** WORKING DATA follows **

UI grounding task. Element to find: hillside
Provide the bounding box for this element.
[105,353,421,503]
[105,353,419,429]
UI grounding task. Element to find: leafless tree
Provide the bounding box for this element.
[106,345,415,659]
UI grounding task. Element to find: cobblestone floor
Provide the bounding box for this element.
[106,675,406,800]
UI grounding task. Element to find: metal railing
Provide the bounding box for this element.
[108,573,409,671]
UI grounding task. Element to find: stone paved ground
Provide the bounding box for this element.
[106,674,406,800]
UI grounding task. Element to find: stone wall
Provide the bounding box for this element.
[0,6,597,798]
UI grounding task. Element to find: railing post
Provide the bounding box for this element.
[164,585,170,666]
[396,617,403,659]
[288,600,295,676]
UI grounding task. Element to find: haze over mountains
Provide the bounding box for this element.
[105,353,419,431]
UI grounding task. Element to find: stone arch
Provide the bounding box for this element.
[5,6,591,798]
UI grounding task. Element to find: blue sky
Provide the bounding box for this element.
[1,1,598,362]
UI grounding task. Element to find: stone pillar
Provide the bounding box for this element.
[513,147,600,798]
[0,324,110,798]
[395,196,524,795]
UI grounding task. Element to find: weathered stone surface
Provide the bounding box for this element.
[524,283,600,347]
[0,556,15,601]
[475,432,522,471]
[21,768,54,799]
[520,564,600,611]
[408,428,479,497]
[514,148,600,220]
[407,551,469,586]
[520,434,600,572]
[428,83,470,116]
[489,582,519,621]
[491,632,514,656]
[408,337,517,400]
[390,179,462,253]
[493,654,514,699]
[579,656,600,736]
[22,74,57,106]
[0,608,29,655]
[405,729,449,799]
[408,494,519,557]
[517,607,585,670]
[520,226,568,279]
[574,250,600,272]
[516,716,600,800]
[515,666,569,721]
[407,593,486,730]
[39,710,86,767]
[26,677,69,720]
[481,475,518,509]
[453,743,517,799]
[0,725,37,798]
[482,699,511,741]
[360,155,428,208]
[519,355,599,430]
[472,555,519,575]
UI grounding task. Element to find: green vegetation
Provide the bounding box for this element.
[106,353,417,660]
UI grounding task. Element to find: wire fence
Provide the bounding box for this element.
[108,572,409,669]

** End of WORKING DATA **

■ DIRECTIONS FOR THIS TASK
From the material given, work out how many lines hold the string "railing"; state that number and nothing further.

■ ANSWER BOX
2